→ WHAT IS REQUIRED: In the entries that follow, how many lines contain "wall"? Answer with the number only.

→ DATA UNDER STUDY:
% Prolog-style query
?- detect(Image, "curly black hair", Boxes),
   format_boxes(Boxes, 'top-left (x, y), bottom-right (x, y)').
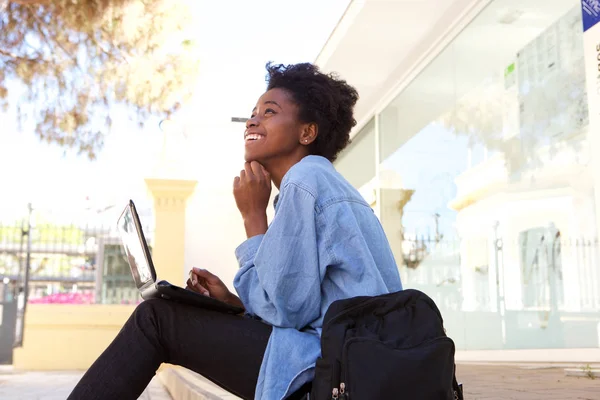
top-left (265, 62), bottom-right (359, 162)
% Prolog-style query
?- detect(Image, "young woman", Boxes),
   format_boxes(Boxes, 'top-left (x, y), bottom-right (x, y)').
top-left (68, 63), bottom-right (402, 400)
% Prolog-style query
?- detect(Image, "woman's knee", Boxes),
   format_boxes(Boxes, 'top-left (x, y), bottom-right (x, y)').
top-left (136, 298), bottom-right (166, 311)
top-left (132, 298), bottom-right (174, 327)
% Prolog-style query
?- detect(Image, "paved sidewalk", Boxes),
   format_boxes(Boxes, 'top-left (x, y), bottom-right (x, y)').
top-left (0, 369), bottom-right (171, 400)
top-left (457, 364), bottom-right (600, 399)
top-left (0, 364), bottom-right (599, 399)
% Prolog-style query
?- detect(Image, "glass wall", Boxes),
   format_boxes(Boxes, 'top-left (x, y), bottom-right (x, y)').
top-left (336, 118), bottom-right (377, 206)
top-left (343, 0), bottom-right (600, 350)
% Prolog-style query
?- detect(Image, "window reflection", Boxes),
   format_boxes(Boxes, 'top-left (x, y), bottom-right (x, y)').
top-left (350, 0), bottom-right (600, 350)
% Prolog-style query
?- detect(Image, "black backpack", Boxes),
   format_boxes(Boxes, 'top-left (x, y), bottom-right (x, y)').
top-left (309, 289), bottom-right (464, 400)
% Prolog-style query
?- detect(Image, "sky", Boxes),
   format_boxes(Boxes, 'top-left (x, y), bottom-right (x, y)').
top-left (0, 0), bottom-right (350, 223)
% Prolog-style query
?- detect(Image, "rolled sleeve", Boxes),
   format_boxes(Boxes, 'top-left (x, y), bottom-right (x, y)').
top-left (233, 182), bottom-right (321, 328)
top-left (235, 234), bottom-right (264, 266)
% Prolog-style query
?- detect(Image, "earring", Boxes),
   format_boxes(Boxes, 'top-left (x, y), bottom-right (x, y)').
top-left (304, 139), bottom-right (308, 143)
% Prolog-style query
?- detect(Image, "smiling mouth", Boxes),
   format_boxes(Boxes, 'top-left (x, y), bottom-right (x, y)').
top-left (245, 134), bottom-right (265, 142)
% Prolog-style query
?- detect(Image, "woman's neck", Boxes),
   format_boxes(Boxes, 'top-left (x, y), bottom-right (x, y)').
top-left (264, 153), bottom-right (309, 189)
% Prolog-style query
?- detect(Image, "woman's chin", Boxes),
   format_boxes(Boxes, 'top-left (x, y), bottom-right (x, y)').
top-left (244, 153), bottom-right (259, 163)
top-left (244, 150), bottom-right (264, 164)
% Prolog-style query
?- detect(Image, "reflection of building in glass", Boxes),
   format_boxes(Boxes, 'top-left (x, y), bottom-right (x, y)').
top-left (320, 0), bottom-right (600, 354)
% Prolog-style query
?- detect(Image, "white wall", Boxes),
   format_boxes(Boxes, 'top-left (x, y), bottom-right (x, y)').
top-left (181, 119), bottom-right (278, 292)
top-left (185, 193), bottom-right (245, 291)
top-left (182, 120), bottom-right (247, 290)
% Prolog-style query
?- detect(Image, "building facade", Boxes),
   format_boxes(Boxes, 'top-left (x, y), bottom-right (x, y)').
top-left (320, 0), bottom-right (600, 361)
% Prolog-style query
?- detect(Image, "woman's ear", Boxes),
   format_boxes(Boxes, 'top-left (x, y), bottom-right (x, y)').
top-left (300, 123), bottom-right (318, 145)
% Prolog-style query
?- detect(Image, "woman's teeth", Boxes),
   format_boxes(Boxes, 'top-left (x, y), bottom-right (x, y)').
top-left (246, 134), bottom-right (264, 141)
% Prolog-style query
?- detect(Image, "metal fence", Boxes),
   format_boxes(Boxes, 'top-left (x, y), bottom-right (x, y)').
top-left (399, 233), bottom-right (600, 314)
top-left (3, 204), bottom-right (598, 314)
top-left (0, 218), bottom-right (153, 305)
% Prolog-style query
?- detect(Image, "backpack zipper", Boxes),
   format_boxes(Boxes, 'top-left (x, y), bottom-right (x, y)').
top-left (331, 383), bottom-right (347, 400)
top-left (339, 382), bottom-right (348, 399)
top-left (331, 361), bottom-right (348, 399)
top-left (331, 387), bottom-right (338, 399)
top-left (331, 360), bottom-right (341, 399)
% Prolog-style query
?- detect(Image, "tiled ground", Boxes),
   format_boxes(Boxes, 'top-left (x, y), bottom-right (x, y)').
top-left (0, 368), bottom-right (171, 400)
top-left (0, 364), bottom-right (599, 399)
top-left (457, 364), bottom-right (600, 400)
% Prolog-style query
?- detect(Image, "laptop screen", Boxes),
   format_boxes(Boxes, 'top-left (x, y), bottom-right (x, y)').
top-left (117, 204), bottom-right (154, 290)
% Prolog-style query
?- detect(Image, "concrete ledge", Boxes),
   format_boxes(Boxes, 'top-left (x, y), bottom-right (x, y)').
top-left (13, 304), bottom-right (136, 371)
top-left (456, 348), bottom-right (600, 364)
top-left (564, 368), bottom-right (600, 379)
top-left (157, 366), bottom-right (241, 400)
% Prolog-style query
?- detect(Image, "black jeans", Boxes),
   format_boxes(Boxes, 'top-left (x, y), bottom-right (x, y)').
top-left (68, 298), bottom-right (273, 400)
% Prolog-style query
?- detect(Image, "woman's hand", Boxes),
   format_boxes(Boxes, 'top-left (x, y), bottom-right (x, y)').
top-left (186, 268), bottom-right (230, 301)
top-left (233, 161), bottom-right (271, 238)
top-left (186, 268), bottom-right (245, 309)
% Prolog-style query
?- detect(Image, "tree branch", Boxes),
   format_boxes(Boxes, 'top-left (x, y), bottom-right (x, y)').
top-left (28, 7), bottom-right (77, 66)
top-left (89, 33), bottom-right (129, 65)
top-left (0, 47), bottom-right (43, 62)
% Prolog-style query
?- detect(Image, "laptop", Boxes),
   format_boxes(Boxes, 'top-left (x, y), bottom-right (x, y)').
top-left (116, 199), bottom-right (244, 314)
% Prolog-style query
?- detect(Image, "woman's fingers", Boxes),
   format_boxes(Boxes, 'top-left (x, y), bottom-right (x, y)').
top-left (188, 270), bottom-right (197, 286)
top-left (192, 267), bottom-right (219, 284)
top-left (186, 273), bottom-right (209, 296)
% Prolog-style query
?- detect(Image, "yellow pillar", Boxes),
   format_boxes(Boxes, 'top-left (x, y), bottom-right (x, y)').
top-left (145, 178), bottom-right (197, 286)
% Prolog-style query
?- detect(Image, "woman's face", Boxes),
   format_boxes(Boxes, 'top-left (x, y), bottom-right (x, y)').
top-left (244, 88), bottom-right (307, 164)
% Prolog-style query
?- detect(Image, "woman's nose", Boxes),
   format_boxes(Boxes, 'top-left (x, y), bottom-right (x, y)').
top-left (246, 117), bottom-right (258, 129)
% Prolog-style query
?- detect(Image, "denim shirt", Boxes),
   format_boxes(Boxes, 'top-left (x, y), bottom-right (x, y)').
top-left (234, 155), bottom-right (402, 400)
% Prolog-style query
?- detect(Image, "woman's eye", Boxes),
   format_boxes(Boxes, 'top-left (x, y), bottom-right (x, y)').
top-left (250, 114), bottom-right (256, 119)
top-left (265, 108), bottom-right (276, 114)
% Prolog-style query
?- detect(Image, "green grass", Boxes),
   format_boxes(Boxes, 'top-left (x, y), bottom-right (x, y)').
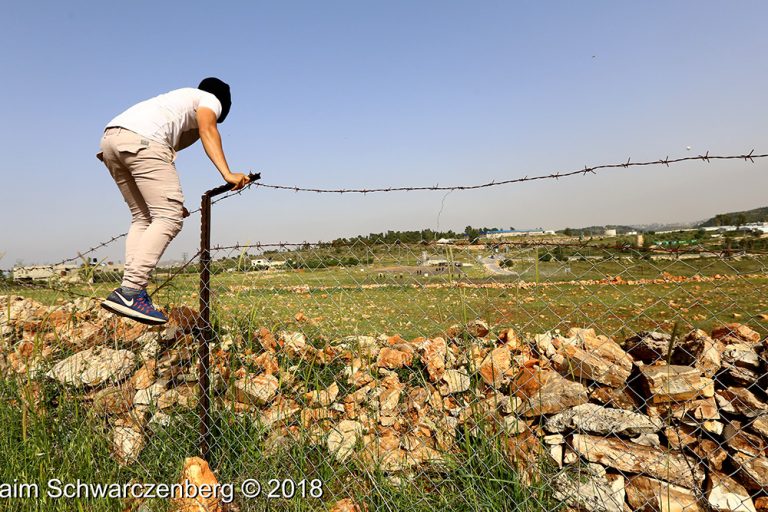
top-left (2, 246), bottom-right (767, 511)
top-left (5, 249), bottom-right (768, 341)
top-left (0, 378), bottom-right (558, 512)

→ RESPONSE BELOW: 2